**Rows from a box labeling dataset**
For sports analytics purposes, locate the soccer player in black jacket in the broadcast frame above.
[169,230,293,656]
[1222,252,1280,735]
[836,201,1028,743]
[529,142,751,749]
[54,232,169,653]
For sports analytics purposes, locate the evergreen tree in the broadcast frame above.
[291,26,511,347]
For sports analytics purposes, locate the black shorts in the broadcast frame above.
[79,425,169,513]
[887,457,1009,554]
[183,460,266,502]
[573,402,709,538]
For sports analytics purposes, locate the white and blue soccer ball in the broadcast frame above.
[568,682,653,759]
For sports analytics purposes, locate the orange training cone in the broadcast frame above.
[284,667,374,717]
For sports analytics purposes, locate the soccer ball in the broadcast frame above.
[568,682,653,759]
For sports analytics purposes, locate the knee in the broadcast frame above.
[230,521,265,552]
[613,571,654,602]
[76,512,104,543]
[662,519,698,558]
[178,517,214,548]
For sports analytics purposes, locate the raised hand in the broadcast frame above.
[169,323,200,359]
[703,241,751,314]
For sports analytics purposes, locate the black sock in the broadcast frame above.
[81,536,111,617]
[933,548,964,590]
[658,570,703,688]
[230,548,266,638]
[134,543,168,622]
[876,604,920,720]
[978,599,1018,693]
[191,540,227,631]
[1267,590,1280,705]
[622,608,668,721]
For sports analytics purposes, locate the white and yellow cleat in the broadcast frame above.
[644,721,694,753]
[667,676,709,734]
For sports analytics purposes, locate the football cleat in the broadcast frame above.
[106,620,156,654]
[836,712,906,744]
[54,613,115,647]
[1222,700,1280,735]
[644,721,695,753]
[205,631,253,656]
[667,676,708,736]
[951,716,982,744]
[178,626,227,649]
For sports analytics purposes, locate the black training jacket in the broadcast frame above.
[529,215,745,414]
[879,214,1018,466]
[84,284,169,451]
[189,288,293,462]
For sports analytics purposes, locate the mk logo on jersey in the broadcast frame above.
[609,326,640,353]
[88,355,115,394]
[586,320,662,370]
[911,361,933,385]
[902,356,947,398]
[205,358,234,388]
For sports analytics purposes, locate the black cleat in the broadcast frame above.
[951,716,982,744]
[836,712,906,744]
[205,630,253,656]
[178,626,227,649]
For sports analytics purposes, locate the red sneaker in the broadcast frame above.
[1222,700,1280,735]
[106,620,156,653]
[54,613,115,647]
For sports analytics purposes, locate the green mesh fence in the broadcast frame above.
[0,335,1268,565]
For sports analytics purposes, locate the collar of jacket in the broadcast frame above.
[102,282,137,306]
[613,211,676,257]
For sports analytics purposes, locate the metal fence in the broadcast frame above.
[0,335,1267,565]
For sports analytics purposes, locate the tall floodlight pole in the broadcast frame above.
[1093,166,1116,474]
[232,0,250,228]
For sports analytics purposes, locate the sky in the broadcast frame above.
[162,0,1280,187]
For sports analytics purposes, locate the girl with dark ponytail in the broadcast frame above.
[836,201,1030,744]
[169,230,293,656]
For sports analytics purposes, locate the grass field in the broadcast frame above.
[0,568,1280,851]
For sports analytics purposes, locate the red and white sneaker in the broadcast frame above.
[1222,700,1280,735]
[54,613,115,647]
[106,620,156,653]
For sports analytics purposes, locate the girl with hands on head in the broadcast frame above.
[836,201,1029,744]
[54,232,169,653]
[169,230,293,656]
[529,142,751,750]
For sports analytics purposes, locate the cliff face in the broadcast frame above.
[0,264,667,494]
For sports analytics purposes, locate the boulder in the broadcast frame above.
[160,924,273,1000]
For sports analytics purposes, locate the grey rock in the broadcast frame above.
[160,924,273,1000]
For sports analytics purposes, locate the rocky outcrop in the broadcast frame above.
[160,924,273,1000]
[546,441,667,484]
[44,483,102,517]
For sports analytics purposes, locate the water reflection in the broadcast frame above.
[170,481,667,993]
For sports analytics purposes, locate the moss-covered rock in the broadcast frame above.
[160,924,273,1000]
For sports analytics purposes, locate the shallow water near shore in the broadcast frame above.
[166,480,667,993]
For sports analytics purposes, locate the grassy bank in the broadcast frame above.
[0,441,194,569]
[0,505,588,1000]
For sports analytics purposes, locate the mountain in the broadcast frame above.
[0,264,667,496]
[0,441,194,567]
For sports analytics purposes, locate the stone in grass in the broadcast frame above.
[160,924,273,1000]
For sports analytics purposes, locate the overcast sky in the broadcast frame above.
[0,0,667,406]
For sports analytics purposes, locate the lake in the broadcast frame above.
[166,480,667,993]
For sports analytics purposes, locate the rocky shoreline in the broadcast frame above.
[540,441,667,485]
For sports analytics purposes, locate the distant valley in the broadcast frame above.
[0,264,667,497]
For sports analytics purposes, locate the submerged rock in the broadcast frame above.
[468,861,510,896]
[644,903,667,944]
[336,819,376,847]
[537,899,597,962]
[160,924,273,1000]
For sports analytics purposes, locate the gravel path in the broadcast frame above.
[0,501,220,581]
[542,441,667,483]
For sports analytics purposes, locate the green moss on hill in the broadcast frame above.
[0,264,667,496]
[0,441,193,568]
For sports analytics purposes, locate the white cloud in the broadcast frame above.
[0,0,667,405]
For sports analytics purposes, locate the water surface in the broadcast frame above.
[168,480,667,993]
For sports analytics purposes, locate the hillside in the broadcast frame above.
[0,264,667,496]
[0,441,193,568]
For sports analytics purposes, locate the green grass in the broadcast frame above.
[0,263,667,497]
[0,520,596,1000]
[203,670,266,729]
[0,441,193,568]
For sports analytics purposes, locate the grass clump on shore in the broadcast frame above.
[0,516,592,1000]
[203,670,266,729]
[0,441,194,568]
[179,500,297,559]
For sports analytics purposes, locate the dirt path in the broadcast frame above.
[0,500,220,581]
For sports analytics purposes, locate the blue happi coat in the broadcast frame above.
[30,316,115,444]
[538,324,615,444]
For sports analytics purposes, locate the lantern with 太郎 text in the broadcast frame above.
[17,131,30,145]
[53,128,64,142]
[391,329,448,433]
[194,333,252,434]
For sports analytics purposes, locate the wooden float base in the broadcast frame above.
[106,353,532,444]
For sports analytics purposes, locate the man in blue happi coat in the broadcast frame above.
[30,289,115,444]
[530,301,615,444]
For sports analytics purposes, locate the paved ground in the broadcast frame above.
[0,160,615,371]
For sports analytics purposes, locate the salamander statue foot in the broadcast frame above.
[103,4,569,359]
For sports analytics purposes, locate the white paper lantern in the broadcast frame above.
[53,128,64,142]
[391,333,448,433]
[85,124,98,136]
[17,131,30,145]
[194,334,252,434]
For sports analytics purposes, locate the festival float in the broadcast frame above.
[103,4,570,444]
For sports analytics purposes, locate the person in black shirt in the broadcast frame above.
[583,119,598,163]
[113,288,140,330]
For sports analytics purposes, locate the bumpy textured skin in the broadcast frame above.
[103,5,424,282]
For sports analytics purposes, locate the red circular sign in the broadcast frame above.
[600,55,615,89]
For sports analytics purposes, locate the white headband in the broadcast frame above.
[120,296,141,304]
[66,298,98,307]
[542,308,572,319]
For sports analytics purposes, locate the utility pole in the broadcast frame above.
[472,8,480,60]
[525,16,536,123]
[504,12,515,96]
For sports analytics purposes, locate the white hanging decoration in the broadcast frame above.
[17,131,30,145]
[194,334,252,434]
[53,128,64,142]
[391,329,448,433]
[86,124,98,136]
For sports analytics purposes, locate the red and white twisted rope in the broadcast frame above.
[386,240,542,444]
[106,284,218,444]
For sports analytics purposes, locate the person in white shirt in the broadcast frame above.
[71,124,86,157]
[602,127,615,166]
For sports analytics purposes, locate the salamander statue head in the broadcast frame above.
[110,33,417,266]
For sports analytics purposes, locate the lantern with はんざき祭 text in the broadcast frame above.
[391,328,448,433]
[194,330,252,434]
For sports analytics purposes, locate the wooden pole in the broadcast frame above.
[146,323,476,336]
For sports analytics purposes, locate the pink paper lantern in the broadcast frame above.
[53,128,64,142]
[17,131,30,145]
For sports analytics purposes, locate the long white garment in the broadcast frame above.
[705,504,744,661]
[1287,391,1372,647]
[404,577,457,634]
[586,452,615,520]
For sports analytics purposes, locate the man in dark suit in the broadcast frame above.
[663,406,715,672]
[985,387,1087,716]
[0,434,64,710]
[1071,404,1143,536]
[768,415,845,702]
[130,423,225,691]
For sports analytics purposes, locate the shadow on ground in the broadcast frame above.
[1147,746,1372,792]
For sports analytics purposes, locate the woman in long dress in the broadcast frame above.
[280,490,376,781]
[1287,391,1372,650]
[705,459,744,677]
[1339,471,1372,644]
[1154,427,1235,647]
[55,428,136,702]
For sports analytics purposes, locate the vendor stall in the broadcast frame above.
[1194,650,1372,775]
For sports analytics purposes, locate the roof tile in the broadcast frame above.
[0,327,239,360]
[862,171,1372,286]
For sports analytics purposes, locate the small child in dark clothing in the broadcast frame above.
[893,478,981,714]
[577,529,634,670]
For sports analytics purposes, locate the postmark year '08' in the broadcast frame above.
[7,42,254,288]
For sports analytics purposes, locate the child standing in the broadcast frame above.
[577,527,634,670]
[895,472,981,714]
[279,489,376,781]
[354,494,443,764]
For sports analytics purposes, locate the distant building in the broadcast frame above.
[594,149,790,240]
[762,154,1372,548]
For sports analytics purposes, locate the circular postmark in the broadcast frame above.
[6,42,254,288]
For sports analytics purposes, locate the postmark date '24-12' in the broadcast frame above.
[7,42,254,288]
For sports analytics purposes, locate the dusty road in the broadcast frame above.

**Work instructions**
Reproduce the portion of the listing above that opens with the line containing "For sports analytics purposes, locate the overcast" and closes with the line containing "[0,264,667,497]", including both of those lines.

**Correct response**
For sports analytics purposes, locate the overcast sky in the broadcast frame above.
[0,0,667,406]
For sports analytics purposes, locate the lake in the broadcast frame above.
[166,480,667,993]
For sports analytics purposes, locate the rocky shoreline in the broadcast frame above.
[540,441,667,485]
For sports analytics purposes, locate the distant valley in the broadcast frame above.
[0,264,667,497]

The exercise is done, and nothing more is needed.